▸ **Exercise goal**
All lines in the data that hold the word "Target" need copying.

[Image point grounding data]
/---
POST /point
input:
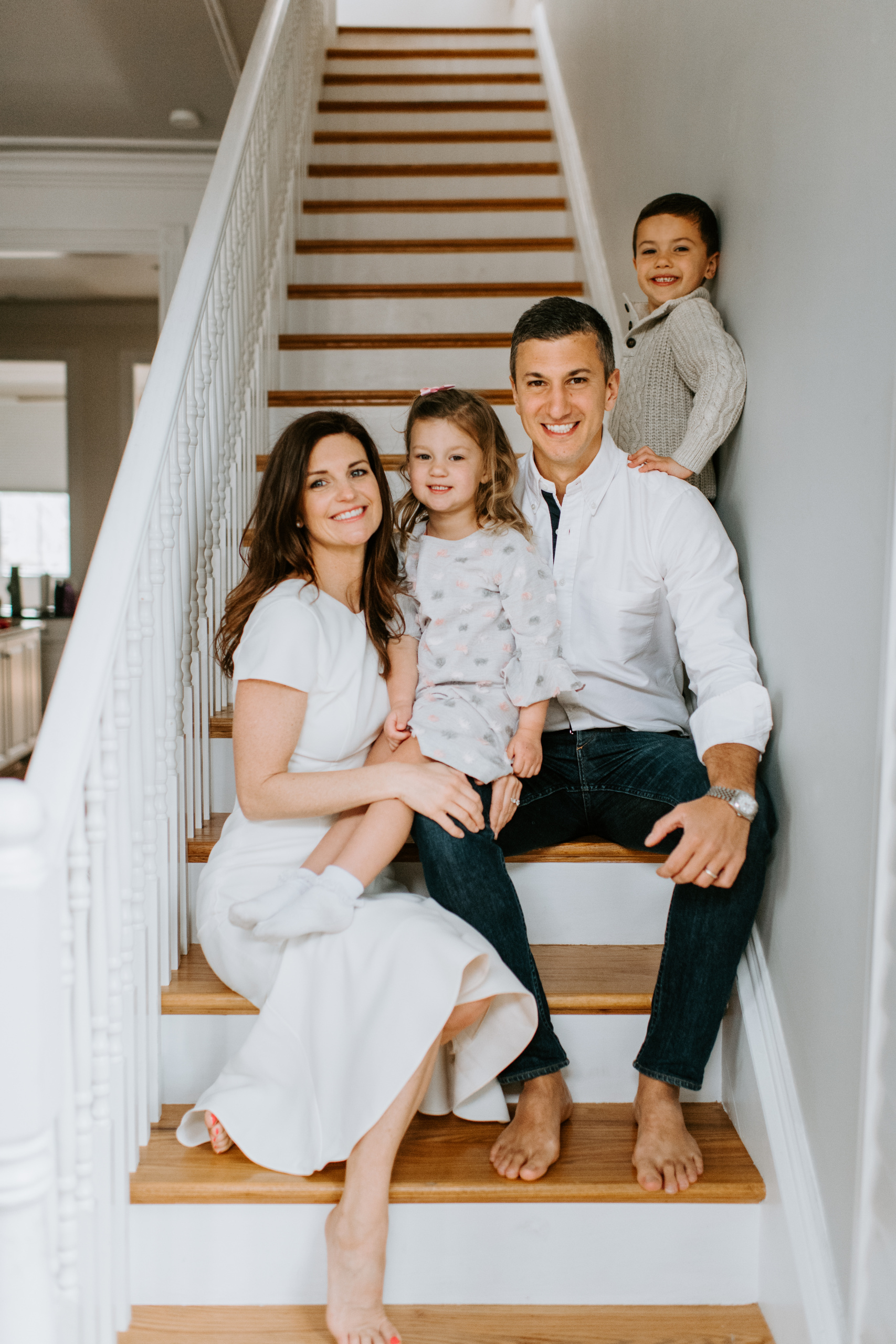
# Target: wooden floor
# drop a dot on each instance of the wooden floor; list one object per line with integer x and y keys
{"x": 445, "y": 1160}
{"x": 458, "y": 1326}
{"x": 578, "y": 979}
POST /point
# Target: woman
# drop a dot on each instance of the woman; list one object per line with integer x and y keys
{"x": 344, "y": 1050}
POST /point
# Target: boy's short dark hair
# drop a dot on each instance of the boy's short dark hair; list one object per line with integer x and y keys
{"x": 556, "y": 318}
{"x": 686, "y": 207}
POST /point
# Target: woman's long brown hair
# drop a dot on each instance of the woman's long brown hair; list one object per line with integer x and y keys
{"x": 281, "y": 550}
{"x": 495, "y": 505}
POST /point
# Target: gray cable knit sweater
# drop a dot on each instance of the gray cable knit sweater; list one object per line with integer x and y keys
{"x": 683, "y": 385}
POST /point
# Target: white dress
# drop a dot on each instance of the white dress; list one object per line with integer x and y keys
{"x": 345, "y": 1019}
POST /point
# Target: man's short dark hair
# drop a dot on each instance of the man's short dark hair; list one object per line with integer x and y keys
{"x": 556, "y": 318}
{"x": 692, "y": 209}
\---
▸ **Written response**
# Target: wooden floor
# Target: woman
# Target: boy's short dark hair
# Target: woman's long brown hair
# Target: gray cable knit sweater
# Target: white dress
# Target: man's short dark hair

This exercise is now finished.